## GIVEN REQUEST:
Please write out the material that follows, exactly as it stands.

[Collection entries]
## Begin

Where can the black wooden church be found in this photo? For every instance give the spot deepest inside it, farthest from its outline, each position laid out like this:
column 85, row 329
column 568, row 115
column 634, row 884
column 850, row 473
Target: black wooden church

## End

## COMPLETE ANSWER:
Where can the black wooden church be found in this photo? For every instance give the spot deepest inside it, farthest from its outline, each position laid out like this:
column 85, row 329
column 568, row 115
column 634, row 884
column 850, row 473
Target: black wooden church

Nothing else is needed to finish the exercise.